--- begin RAW DATA ---
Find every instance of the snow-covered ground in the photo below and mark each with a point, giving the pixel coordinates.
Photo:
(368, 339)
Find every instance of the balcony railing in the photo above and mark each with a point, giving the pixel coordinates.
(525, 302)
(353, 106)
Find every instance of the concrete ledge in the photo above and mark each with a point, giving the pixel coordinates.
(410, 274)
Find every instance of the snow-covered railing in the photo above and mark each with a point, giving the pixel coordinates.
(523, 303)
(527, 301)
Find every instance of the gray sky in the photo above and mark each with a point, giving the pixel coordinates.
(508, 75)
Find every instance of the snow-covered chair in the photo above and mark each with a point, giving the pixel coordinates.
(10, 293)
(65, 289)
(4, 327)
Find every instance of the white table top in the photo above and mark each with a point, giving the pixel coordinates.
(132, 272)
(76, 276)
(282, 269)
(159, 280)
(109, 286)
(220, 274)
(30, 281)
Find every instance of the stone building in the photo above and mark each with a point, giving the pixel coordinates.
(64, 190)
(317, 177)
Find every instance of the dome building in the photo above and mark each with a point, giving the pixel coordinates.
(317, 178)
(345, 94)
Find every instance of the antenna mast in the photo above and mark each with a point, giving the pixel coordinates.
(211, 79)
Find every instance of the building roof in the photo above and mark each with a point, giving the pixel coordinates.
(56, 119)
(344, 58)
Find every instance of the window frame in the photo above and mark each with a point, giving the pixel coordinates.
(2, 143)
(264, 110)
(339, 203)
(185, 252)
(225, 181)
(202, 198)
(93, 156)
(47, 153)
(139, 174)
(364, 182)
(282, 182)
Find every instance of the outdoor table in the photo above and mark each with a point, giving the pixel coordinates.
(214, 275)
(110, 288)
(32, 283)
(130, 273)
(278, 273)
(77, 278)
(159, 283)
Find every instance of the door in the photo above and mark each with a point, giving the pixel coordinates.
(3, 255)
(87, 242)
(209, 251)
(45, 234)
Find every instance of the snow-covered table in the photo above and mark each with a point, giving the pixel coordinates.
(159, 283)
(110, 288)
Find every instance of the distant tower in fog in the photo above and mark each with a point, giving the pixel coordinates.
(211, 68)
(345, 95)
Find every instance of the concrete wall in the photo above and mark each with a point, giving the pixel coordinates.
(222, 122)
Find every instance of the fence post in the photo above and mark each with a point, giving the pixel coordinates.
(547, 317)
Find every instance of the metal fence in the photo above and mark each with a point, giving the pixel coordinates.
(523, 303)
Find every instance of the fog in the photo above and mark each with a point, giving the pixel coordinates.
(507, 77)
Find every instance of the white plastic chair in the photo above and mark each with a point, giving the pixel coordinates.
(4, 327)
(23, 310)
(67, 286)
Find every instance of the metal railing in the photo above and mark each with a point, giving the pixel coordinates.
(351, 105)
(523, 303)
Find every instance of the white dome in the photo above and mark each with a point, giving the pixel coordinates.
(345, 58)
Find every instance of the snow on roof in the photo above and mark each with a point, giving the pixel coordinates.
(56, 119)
--- end RAW DATA ---
▶ [WHAT IS NEEDED]
Your task is to repeat every entry exactly.

▶ [OUTPUT OF THE TASK]
Find every instance of the snow-covered ground in the photo below and mark each with a point, giving the pixel coordinates.
Photo:
(368, 339)
Find every instance of the balcony railing in the photo above and mark each with a point, giving the pixel coordinates.
(525, 302)
(353, 106)
Find every instance of the concrete ledge in the photo above and mark each with a point, giving the pixel coordinates.
(410, 274)
Find every instance of the snow-covered railing in the photo above and mark each with a point, giving the pixel coordinates.
(523, 303)
(527, 301)
Find every instance of the gray sky in the photo above and mark each with a point, giving the pixel coordinates.
(508, 75)
Find every instance of the snow-covered chair in the photo above and mark each with a point, giving the pixel coordinates.
(10, 293)
(65, 289)
(4, 327)
Find every instance of the white table top in the photo above and mark each with a point, giving the pixel coordinates.
(132, 272)
(76, 276)
(282, 269)
(159, 280)
(109, 286)
(220, 274)
(30, 281)
Find every instance of the stone building in the photo above and mark each with a point, giving the pixel coordinates.
(64, 190)
(317, 177)
Find every instance of the dome building in the photo above and mark each with a point, giving the pixel coordinates.
(317, 178)
(345, 94)
Find every instance of the antenna mast in the photo above and mark each with a point, giving the pixel coordinates.
(211, 79)
Find every instance of the building roof in the photo above and mark each with a point, giving the pixel coordinates.
(56, 119)
(344, 58)
Find every instance of the window frame in the photo above and mark each with a point, giving the pixel coordinates.
(2, 143)
(264, 110)
(339, 203)
(185, 252)
(225, 181)
(202, 198)
(93, 156)
(47, 153)
(139, 174)
(364, 182)
(282, 182)
Find every instance of the outdoor table in the photo above and mark each with a point, giving the pixel coordinates.
(214, 275)
(110, 288)
(32, 283)
(130, 273)
(278, 273)
(77, 278)
(159, 283)
Find every instance of the door in the photo above and mark each with a point, giving the pixel coordinates.
(3, 255)
(87, 242)
(209, 251)
(45, 234)
Find every instance of the snow-covered table in the photo above and mark each with a point, giving the pixel coordinates.
(159, 283)
(110, 288)
Find every instance of the distant tower in fog in the photo above and mark each with a point, giving the pixel coordinates.
(211, 68)
(345, 95)
Find every instance of the concrete wall in the photo above and mark each with a point, giving the pixel coordinates.
(222, 122)
Find every instance of the fence post in the photo above and mark each with a point, giving the pixel coordinates.
(547, 317)
Find every instance of the metal fence in the photo above and mark each with a point, giving the pixel coordinates.
(523, 303)
Find every instance of the fog in the photo above and mark each with a point, giving the pixel coordinates.
(507, 77)
Find every instance of the white plastic chair in the photo above and mark each with a point, giving the pixel coordinates.
(4, 327)
(23, 310)
(67, 286)
Find every instance of the metal railing in the photo above and mark each with a point, giving the pixel coordinates.
(351, 105)
(523, 303)
Find every instance of the white dome in the photo above and mark each with a point, giving the pixel coordinates.
(345, 58)
Find every instance of the snow on roof in the photo above and mark each with a point, giving the pixel coordinates.
(56, 119)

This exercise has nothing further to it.